_Page text_
--- START ---

Natural remedies that support a healthy immune system in your pet

From triacontanol and docosanal to aloe vera, squalene and calendula — these remedies support your animal’s immunity while helping treat bacterial and fungal infections.

A variety of natural remedies support healthy, optimally-functioning immunity in your dog or cat, and may also help treat active bacterial and fungal infections.

Triacontanol and docosanol are fatty alcohols derived from beeswax and plant cuticle waxes. They have anti-inflammatory and anti-viral effects when given orally or applied topically.

--- END ---

_Recorded information_
--- START ---

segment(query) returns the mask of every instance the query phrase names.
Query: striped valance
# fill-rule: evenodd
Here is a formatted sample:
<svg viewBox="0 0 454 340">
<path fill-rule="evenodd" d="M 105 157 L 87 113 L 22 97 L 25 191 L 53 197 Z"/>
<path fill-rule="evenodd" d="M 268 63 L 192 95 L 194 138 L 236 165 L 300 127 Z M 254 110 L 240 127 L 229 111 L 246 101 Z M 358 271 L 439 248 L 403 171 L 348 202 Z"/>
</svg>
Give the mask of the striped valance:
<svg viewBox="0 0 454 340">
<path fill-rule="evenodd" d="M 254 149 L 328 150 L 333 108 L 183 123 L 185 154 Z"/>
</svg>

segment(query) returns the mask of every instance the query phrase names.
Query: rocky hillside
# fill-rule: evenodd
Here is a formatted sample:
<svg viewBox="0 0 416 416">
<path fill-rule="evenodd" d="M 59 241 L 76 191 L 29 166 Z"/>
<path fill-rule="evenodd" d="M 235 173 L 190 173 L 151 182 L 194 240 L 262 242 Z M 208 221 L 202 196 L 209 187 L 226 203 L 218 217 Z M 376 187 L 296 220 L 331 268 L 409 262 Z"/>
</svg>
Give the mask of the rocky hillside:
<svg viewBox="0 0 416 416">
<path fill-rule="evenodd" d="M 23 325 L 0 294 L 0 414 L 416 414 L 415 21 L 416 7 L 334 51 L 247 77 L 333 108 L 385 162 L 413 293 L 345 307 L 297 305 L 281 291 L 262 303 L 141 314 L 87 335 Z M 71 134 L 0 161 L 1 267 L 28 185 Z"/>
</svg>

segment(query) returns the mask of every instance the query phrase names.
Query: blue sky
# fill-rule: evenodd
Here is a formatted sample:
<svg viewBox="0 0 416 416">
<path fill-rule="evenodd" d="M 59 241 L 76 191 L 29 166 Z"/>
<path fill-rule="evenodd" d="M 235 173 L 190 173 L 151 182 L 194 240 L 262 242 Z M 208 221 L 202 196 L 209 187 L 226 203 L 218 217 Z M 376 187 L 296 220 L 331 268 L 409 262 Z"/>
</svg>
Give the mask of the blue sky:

--- END ---

_Problems to work on_
A – According to the article on pet immunity, what are triacontanol and docosanol derived from?
B – Revise the article on pet immunity from "Natural remedies that" up to and including "treat bacterial and fungal infections.", replacing "calendula" with "chamomile".
C – List the remedies that the article on pet immunity names in the sentence beginning "From triacontanol".
The items have no role here.

_Responses to the exercise_
A – Beeswax and plant cuticle waxes.

B –
Natural remedies that support a healthy immune system in your pet

From triacontanol and docosanal to aloe vera, squalene and chamomile — these remedies support your animal’s immunity while helping treat bacterial and fungal infections.

C – triacontanol, docosanal, aloe vera, squalene, calendula